GIVEN TASK: Turn the rows below into a numbered list with one line per item, and leave out any blank lines.

SUPPLIED RECORDS:
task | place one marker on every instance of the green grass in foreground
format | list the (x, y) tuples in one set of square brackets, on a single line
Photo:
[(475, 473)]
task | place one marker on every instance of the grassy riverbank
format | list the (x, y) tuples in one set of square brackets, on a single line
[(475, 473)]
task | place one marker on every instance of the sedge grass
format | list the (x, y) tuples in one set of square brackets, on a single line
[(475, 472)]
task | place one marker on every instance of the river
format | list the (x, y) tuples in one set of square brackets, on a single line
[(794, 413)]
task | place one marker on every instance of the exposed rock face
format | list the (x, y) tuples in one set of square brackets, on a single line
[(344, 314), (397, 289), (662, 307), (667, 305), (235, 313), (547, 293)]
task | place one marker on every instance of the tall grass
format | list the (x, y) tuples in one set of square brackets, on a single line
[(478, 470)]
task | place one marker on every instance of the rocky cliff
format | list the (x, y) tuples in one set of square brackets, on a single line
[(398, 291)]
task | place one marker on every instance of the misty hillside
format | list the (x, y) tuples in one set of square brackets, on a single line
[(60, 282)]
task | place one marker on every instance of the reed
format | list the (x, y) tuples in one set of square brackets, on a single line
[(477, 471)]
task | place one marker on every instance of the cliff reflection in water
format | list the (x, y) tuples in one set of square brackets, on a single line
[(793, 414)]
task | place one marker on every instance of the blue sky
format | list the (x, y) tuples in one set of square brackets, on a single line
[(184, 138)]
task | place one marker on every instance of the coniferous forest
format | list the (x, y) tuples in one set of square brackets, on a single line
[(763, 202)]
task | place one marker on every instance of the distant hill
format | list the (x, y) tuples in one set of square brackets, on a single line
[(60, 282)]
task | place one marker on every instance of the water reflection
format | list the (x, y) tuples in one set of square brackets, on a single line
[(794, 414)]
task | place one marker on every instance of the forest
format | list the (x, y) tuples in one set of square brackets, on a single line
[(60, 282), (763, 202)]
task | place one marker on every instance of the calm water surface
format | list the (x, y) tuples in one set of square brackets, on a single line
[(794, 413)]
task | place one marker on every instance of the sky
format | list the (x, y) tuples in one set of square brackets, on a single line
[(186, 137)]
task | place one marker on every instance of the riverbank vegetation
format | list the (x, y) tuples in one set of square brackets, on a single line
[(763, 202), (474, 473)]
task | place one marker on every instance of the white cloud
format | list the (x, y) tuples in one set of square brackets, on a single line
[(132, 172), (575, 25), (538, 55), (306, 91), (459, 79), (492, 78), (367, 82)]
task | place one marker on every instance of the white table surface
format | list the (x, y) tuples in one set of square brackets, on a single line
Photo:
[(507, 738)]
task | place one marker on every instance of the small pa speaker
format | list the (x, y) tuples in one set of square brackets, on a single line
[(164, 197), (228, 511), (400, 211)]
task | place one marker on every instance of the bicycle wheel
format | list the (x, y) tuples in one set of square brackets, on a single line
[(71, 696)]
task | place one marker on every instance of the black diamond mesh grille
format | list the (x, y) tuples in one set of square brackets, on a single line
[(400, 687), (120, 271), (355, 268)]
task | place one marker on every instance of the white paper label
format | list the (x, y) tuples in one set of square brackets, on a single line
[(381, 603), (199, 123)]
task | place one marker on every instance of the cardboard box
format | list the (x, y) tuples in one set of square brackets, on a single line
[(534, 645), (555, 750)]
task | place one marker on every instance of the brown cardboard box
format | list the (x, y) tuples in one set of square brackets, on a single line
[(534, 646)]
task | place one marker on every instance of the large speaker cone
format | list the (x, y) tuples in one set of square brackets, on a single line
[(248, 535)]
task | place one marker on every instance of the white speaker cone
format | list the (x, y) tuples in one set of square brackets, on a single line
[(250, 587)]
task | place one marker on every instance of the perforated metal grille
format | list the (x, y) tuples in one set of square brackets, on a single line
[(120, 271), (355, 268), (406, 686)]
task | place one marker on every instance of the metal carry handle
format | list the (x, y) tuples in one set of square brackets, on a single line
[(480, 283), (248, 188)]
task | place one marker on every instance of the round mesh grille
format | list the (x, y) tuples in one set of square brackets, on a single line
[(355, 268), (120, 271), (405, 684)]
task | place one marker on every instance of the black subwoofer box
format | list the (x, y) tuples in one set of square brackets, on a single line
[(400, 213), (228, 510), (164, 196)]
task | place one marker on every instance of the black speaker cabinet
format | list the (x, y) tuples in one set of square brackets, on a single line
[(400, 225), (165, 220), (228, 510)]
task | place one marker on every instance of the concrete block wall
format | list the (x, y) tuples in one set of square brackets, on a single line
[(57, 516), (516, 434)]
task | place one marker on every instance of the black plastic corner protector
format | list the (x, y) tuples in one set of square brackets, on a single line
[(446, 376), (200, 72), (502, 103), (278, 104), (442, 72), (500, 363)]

FINAL RESULT:
1. task | place one marker on every instance of the green grass in foreground
2. format | list the (x, y) tuples in one set of square brackets, on a single line
3. Photo:
4. [(475, 473)]
5. task | place one marker on every instance of the grassy riverbank
6. format | list the (x, y) tuples in one set of square brackets, on a single line
7. [(475, 473)]
8. task | place one marker on every instance of the sedge grass
9. format | list the (x, y) tuples in one set of square brackets, on a single line
10. [(475, 472)]
11. task | place one marker on every instance of the river
12. format | list the (x, y) tuples in one set of square brackets, on a single line
13. [(794, 413)]
14. task | place one marker on every instance of the exposed rock face
15. format | list the (x, y) tuples in one set of square brackets, on a single line
16. [(344, 314), (397, 289), (662, 307), (667, 305), (235, 313), (547, 293)]
17. task | place one marker on every instance of the tall grass
18. format | list the (x, y) tuples in one set of square brackets, on a single line
19. [(478, 470)]
20. task | place one marker on every instance of the rocky cliff
21. format | list the (x, y) tuples in one set of square brackets, on a single line
22. [(398, 291)]
23. task | place one marker on every instance of the misty hillside
24. format | list the (x, y) tuples in one set of square brackets, on a single line
25. [(60, 282)]
26. task | place one marker on every instance of the reed
27. format | list the (x, y) tuples in one set of square brackets, on a single line
28. [(477, 471)]
29. task | place one marker on every instance of the cliff reflection in water
30. format | list the (x, y) tuples in one set of square brackets, on a single line
31. [(793, 414)]
32. task | place one marker on every instance of the blue sky
33. format | list the (x, y) tuples in one set of square brackets, on a single line
34. [(184, 138)]
35. task | place one marker on every instance of the coniferous forest
36. format | list the (x, y) tuples in one set of square brackets, on a single line
37. [(763, 202)]
38. task | place one marker on every instance of the distant hill
39. format | list the (x, y) tuples in one set of square brackets, on a single line
40. [(60, 282)]
41. task | place one marker on every instance of the water reflection
42. format | list the (x, y) tuples in one set of square brackets, on a single line
43. [(794, 414)]
44. task | place one marker on every instance of the forest
45. format | list the (x, y) tuples in one set of square brackets, on a single line
46. [(60, 282), (763, 202)]
47. task | place one marker on every instance of the calm water surface
48. format | list the (x, y) tuples in one set of square brackets, on a single line
49. [(794, 413)]
50. task | place one marker on every instance of the sky
51. format | list the (x, y) tuples in one set of square brackets, on a single line
52. [(186, 137)]
53. task | place one marker on every instance of the riverbank vegetation
54. format | list the (x, y) tuples in one set of square brackets, on a single line
55. [(763, 202), (474, 473)]
56. task | place one marker on every instance of the white cloud
57. format | list the (x, y) tuples in one set of square brackets, on a single line
58. [(132, 172), (575, 25), (538, 55), (306, 91), (459, 79), (492, 78), (367, 82)]
59. task | place one marker on every instance of the white table surface
60. format | list the (x, y) tuples in one set of square brackets, on a single line
61. Photo:
62. [(507, 738)]
63. task | place one marker on every instance of the small pa speaker
64. format | list the (x, y) tuples in one set of square brackets, on a single line
65. [(164, 197), (228, 511), (400, 211)]
66. task | place one marker on every instance of the bicycle wheel
67. format | list the (x, y) tuples in one set of square brackets, on a single line
68. [(71, 696)]
69. task | place one marker on every instance of the black diamond mesh grille
70. format | list the (x, y) tuples in one set of square brackets, on a single line
71. [(400, 687), (120, 271), (355, 268)]
72. task | place one marker on every instance of the white paper label
73. format | list the (x, y) tuples in one set of square brackets, on a single line
74. [(381, 603), (199, 123)]
75. task | place one marker on every instance of the cardboard box
76. format | list the (x, y) tuples in one set of square brackets, on a single line
77. [(534, 645), (555, 750)]
78. task | place one marker on every instance of the brown cardboard box
79. format | list the (x, y) tuples in one set of square brackets, on a single line
80. [(534, 646)]
81. task | place one marker on every instance of the large speaker cone
82. format | list the (x, y) tuples in one set of square brackets, on a single line
83. [(248, 535)]
84. task | place one marker on every instance of the white speaker cone
85. format | list the (x, y) tuples in one set of square brackets, on a single line
86. [(250, 587)]
87. task | place one marker on every instance of the perforated metal grille
88. format | list the (x, y) tuples in one set of square brackets, on a single line
89. [(120, 271), (355, 268), (406, 686)]
90. task | place one marker on every instance of the metal carry handle
91. format | list the (x, y) tuples in one set of square brackets, on a single line
92. [(480, 283), (248, 188)]
93. task | place one marker on every instance of the round mesh grille
94. format | list the (x, y) tuples in one set of square brackets, on a single line
95. [(355, 268), (120, 271), (405, 684)]
96. task | place one marker on every instance of the black subwoofer box
97. format | list the (x, y) tuples in one set of square brackets, on a single line
98. [(400, 213), (228, 510), (164, 196)]
99. task | place one marker on every instance of the black speaker cabinet
100. format | list the (x, y) tuples in one set of square brackets, on a single line
101. [(400, 225), (165, 220), (228, 510)]
102. task | place one marker on every instance of the concrete block wall
103. format | list the (x, y) tuples in one set of square brackets, on a single line
104. [(57, 516), (516, 434)]
105. task | place one marker on every instance of the black plastic corner protector
106. format | list the (x, y) tuples in one set of square brackets, on a single line
107. [(446, 376), (200, 72), (502, 103), (278, 104), (442, 72), (500, 363)]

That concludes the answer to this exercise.